=== Your instructions ===
Reproduce the line that contains "Target: black background" and every line after it through the end of the records, exactly, with nothing added.

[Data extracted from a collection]

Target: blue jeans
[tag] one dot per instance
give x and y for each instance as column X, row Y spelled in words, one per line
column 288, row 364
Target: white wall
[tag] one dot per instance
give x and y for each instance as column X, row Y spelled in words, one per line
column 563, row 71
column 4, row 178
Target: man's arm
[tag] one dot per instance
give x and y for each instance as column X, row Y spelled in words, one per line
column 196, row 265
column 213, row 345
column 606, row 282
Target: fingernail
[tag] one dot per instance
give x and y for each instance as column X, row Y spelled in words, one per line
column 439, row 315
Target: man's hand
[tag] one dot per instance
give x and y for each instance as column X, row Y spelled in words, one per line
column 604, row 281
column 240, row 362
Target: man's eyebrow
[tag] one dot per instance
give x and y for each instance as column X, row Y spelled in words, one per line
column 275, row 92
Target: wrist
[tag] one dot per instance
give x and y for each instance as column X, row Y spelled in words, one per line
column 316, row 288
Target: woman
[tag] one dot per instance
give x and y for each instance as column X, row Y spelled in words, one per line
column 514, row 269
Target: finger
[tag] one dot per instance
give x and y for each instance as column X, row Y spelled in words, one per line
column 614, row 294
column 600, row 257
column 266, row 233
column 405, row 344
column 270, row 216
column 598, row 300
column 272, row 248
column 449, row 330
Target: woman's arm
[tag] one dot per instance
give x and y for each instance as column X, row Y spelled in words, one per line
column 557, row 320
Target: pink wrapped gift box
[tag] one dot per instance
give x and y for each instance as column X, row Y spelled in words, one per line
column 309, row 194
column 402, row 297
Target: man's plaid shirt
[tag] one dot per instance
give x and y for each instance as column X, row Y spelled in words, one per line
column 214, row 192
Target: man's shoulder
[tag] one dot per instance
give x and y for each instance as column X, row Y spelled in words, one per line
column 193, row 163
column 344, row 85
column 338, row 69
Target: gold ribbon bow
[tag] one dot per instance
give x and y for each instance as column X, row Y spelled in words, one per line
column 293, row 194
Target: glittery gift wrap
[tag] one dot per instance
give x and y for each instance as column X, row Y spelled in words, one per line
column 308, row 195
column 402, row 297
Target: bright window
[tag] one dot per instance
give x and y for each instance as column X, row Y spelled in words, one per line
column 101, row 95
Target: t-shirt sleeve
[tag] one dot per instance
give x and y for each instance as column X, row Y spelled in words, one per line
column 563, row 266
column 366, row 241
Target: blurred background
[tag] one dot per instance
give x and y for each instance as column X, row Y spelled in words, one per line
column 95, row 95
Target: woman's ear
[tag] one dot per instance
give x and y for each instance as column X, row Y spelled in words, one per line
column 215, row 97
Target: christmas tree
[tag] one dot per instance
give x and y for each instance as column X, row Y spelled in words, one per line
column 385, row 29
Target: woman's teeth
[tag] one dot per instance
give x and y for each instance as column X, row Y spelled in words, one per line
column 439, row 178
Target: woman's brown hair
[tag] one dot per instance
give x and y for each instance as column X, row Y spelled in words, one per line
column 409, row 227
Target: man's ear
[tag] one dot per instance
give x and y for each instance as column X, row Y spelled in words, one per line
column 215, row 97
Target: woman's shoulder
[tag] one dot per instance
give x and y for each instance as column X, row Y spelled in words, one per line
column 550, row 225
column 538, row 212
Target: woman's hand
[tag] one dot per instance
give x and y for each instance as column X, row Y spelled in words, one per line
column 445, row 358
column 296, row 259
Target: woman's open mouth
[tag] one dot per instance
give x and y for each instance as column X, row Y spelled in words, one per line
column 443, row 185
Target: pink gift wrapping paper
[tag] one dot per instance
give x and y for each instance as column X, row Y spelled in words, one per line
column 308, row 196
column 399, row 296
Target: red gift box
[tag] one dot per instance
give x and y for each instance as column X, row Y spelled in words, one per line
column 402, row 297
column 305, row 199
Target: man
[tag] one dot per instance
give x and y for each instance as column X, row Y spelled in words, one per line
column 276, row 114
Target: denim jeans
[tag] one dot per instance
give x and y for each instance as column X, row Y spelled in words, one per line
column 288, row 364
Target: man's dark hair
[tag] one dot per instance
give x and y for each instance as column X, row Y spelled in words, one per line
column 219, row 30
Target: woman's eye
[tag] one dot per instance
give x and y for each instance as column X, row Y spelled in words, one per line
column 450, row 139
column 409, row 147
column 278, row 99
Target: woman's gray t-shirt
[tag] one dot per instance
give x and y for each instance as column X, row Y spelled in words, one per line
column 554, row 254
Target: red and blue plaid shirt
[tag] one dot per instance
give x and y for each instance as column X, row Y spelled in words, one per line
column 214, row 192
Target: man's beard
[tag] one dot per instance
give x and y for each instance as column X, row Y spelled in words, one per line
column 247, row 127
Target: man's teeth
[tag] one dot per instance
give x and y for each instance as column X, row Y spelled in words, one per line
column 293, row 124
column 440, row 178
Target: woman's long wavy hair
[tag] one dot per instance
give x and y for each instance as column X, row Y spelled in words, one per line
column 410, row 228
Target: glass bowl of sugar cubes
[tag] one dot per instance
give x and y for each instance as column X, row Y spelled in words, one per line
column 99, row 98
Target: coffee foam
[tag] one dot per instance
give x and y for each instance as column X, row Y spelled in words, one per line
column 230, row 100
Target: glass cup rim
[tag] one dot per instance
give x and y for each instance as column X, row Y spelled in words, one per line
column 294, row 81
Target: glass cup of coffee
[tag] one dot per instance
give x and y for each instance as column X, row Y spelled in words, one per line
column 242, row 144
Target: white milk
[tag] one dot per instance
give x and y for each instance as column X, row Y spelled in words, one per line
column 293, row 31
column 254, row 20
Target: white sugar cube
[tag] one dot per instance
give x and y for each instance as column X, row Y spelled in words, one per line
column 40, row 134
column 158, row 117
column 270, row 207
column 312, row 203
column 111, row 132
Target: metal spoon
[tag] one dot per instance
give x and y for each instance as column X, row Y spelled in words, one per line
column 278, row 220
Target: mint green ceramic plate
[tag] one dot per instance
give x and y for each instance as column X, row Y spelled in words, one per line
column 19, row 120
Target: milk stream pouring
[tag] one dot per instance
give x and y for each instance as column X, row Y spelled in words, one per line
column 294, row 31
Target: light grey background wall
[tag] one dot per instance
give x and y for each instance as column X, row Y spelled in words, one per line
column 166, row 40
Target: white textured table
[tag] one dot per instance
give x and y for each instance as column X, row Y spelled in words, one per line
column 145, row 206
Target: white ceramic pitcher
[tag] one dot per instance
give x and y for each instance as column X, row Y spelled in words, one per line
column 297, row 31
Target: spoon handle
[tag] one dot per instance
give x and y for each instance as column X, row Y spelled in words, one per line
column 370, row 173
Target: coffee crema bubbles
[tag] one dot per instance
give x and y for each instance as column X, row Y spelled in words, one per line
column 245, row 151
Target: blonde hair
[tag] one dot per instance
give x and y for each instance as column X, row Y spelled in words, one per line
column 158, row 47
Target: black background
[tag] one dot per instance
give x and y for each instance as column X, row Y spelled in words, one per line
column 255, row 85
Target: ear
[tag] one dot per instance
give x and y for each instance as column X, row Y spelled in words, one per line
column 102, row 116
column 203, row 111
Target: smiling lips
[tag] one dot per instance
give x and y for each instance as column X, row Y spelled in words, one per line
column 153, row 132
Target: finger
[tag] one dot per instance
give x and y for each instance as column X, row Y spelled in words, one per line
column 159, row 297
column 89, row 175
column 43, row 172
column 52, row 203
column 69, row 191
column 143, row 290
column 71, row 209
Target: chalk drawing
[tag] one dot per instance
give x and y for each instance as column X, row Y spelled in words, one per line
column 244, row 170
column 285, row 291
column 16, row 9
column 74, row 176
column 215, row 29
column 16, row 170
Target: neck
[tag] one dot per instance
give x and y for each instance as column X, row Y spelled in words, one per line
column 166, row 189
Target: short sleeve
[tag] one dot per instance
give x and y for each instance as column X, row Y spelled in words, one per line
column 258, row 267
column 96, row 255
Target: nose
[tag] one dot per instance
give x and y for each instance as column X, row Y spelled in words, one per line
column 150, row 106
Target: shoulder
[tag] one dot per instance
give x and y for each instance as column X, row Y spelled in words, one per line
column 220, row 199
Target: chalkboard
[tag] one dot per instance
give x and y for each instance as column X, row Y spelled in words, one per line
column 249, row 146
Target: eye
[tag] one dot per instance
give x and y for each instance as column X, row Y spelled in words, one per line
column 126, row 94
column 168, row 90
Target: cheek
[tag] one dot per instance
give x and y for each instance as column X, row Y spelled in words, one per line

=== Output of the task ===
Target: black background
[tag] one dot per instance
give x and y for each instance as column X, row Y spelled in words, one per line
column 255, row 85
Target: ear
[tag] one dot per instance
give x and y for each instance as column X, row Y spelled in words, one per line
column 102, row 116
column 203, row 111
Target: smiling lips
[tag] one dot per instance
give x and y for each instance as column X, row Y spelled in words, one per line
column 153, row 132
Target: finger
[tag] one dot per instance
give x and y for each instance as column X, row Y spelled in words, one per line
column 159, row 297
column 89, row 175
column 43, row 172
column 52, row 203
column 69, row 191
column 143, row 290
column 71, row 209
Target: chalk drawing
[tag] one dot per instance
give x and y for each instance as column X, row Y spelled in words, one per line
column 244, row 170
column 285, row 291
column 16, row 9
column 74, row 176
column 215, row 29
column 16, row 170
Target: neck
[tag] one dot per instance
give x and y for each instance as column X, row Y spelled in words, one per line
column 166, row 189
Target: short sleeve
[tag] one dot per instance
give x and y for each instance as column X, row Y spelled in words, one per line
column 258, row 267
column 96, row 255
Target: nose
[tag] one dot per instance
give x and y for each instance as column X, row Y spelled in words, one per line
column 150, row 106
Target: shoulder
[tag] one dot per instance
give x and y for each instance as column X, row Y spelled in words, one per line
column 220, row 199
Target: chalkboard
[tag] one dot per instance
give x and y for each instance as column X, row Y spelled in words, one per line
column 249, row 146
Target: eye
[tag] one dot per instance
give x and y for each instance as column X, row Y spelled in words, one per line
column 126, row 94
column 168, row 90
Target: cheek
[tag] one dot per instance
give x and y for each instance as column X, row Y spelled in words, one per line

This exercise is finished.